## INSTRUCTION A:
In the region labeling records, rewrite the lines starting at the one containing "Would you mind boxing the grass" and ending at the one containing "[426,308,437,358]", both included, with the requests kept in place. Shift every bounding-box coordinate in the answers by -32, and give only those lines.

## PROVIDED TEXT:
┏━━

Welcome to SurvivalBlog’s Precious Metals Month in Review, by Steven Cochran of Gainseville Coins where we take a look at “the month that was” in precious metals. Each month, we cover the price action of gold and examine the “what” and “why” behind those numbers.
What Did Gold Do in October?
October gave gold no treats. Gold started the month in the $1,335 range and ended more than $50 lower. Unexpectedly hawkish comments throughout the month from various senior officials at the Federal Reserve sent the dollar on a strong rally while depressing gold prices. The capitulation of the British pound to 30-year lows helped the dollar hit eight-month highs.
Cascading sell stops were triggered by automated high frequency trading (HFT) computers early on October 4, sending gold prices crashing. By the close of trading, spot gold had lost $42.80 an ounce. Gold did not even see $1,275 on a closing basis for the rest of October, though it edged up to near that level in the last week of the month.
Factors Affecting Gold This Month
The U.S. dollar began showing some strength against the Japanese yen in October, while keeping a boot on the neck of the British pound. The pound was hit by what may have been the most severe flash crash of the year, in overnight trading in Asia. In the space of two minutes, high frequency trading programs blew out major support levels to crash the price of the pound by 8% to new 31-year lows. While the price soon recovered from $1.15 to $1.24, it never really recovered from that level for the rest of the month.

┗━━

## INSTRUCTION B:
Reproduce the passage of the gold market review starting at "Welcome to SurvivalBlog’s" and ending at "Do in October?".

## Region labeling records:
┏━━

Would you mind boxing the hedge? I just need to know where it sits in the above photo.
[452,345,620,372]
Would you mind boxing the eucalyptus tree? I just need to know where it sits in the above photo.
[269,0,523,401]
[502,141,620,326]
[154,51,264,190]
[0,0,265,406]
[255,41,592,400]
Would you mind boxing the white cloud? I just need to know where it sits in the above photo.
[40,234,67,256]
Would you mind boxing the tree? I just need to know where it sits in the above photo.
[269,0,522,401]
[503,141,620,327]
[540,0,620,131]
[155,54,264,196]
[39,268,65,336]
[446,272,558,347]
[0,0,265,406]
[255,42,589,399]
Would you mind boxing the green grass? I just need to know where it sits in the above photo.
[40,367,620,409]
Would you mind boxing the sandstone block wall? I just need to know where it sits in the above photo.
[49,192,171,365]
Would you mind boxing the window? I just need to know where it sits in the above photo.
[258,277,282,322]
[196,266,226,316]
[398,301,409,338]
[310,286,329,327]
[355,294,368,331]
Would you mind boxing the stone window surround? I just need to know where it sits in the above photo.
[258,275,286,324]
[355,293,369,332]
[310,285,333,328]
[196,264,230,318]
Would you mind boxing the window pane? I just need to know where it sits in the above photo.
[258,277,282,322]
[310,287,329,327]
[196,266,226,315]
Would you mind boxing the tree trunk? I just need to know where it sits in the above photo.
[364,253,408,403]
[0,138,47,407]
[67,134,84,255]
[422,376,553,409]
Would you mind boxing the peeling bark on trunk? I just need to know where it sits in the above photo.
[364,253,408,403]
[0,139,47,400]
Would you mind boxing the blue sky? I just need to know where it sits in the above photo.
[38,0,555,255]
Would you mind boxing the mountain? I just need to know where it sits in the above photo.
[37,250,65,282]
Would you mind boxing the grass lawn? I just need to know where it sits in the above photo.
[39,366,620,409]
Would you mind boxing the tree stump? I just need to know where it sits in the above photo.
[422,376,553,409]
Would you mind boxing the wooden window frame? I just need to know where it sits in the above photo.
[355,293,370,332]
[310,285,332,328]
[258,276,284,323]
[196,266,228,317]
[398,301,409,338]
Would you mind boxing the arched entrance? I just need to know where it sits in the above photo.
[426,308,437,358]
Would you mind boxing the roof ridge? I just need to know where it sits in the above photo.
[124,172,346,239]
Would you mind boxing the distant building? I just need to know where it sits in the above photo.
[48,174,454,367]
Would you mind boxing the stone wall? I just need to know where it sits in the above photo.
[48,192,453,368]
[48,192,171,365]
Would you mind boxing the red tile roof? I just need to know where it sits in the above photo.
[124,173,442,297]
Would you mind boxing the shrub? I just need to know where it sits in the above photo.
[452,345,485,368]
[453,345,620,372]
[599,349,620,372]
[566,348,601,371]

┗━━

## RESULT A:
Would you mind boxing the grass lawn? I just need to know where it sits in the above photo.
[7,334,588,377]
Would you mind boxing the tree stump? I just need to know where it sits in the above photo.
[390,344,521,377]
Would you mind boxing the wooden window frame? I just need to know where it sits in the above photo.
[323,261,338,300]
[278,253,300,296]
[226,244,252,291]
[164,234,196,285]
[366,269,377,306]
Would you mind boxing the arched entrance? I just need to know where it sits in the above photo.
[394,276,405,326]

## RESULT B:
Welcome to SurvivalBlog’s Precious Metals Month in Review, by Steven Cochran of Gainseville Coins where we take a look at “the month that was” in precious metals. Each month, we cover the price action of gold and examine the “what” and “why” behind those numbers.
What Did Gold Do in October?